Kamis, 10 Januari 2013

Antara Jokowi 2014 dan SBY 2004


Lagi-lagi tentang Joko Widodo atau Jokowi. Sudah banyak artikel tentang Jokowi yang saya tulis di blog ini. Tetapi kali ini saya ingin menulis lagi tentang sosok ini, secara khusus berkaitan dengan pemilu presiden (pilres) 2014. Apalagi, Jokowi mulai disebut-sebut sebagai salah satu calon presiden (capres) pada pesta demokrasi lima tahunan itu.

Sebetulnya, isu Jokowo bakal maju pada pilres nanti sudah muncul sejak pemilihan umum kepala daerah (pilkada) DKI Jakarta tahun lalu. Tetapi mulai awal 2013 yang disebut-sebut sebagai tahun politik, isu ini kembali berhembus. Bahkan, ibarat tiupan angin, bukan lagi sepoi-sepoi, tetapi sudah mulai kencang.

Beberapa hari lalu, Jokowi terpilih sebagai walikota terbaik nomor tiga di dunia, setelah berhasil memimpin Kota Surakarta selama tujuh tahun. Sesaat setelah itu, media-media online memunculkan berita apresiasi dari berbagai pihak atas keberhasilan mantan penguasa mebel tersebut. Sehari setelahnya, media-media itu mulai menyebut bahwa Jokowi bisa saja akan muncul sebagai salah satu capres 2014.

────────────────────────────────────────

> _Tujuan Latihan_: Sambung tulisan tentang Jokowi dan pemilu presiden 2014 di atas, mulai setelah kalimat terakhirnya. Entri berikut tidak ada kaitannya dengan teks di atas.

> _Informasi yang Diberikan_:
────────────────────────────────────────

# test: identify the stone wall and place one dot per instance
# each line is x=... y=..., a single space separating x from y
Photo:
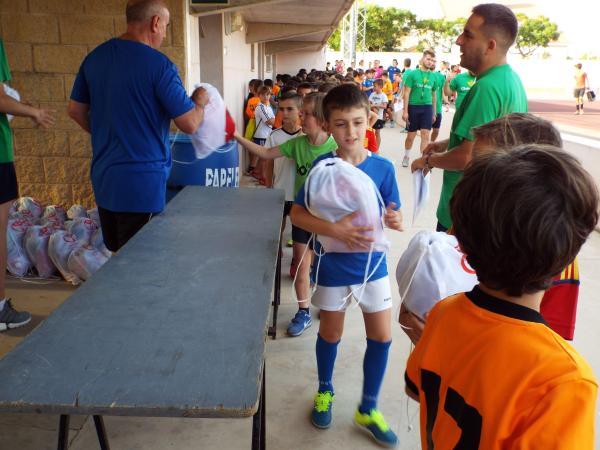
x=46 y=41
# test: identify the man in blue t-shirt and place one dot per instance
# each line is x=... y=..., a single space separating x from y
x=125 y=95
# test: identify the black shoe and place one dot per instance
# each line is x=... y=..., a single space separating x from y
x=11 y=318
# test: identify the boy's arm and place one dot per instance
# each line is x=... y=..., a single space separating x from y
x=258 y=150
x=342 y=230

────────────────────────────────────────

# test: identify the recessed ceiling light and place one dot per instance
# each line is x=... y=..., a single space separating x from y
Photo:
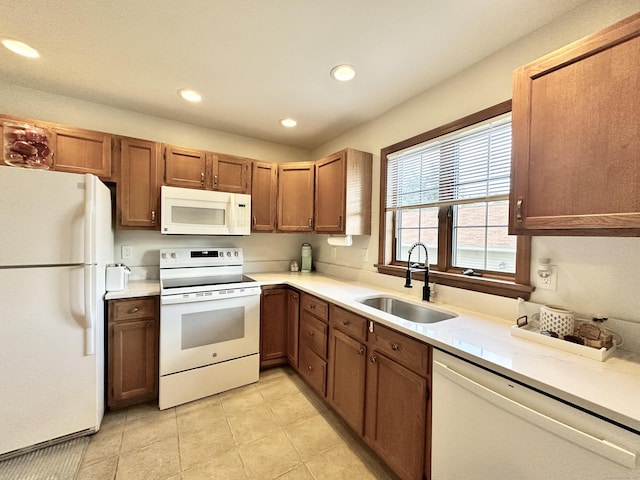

────────────────────────────────────────

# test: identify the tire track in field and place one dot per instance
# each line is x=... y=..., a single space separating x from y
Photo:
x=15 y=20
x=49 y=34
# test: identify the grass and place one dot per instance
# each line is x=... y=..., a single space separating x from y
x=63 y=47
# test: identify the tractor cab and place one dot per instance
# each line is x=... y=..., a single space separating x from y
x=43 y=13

────────────────────────────────────────

> _Jawaban Latihan_:
Kamis, 10 Januari 2013, misalnya, Partai Demokrat (PD) melihat bahwa Jokowi menjadi salah satu capres alternatif. "Dengan sukses dia di DKI dan juga sekarang masih terus berjuang membenahi Jakarta itu kan dia bisa jadi salah satu capres alternatif," kata Wasekjen PD, Saan Mustopa, Kamis (10/1/2013) di Jakarta seperti diberitakan Detik.com.

Ya, Jokowi memiliki kepemimpinan yang khas. Kepempinannya natural. Apa adanya. Tidak dibuat-buat. Apa yang biasa dilakukannya di Solo, diteruskannya di Jakarta. Salah satu kebiasaanya adalah pergi ke kampung-kampung yang di Jakarta kemudian dikenal dengan istilah blusukan. Gaya seperti ini kemudian “ditiru” oleh Presiden Susilo Bambang Yudhoyono (SBY). Maka muncullah berita, terutama di media-media sosial, SBY blusukan ke kampung nelayan di Tangerang dan kemudian daerah Jawa Barat.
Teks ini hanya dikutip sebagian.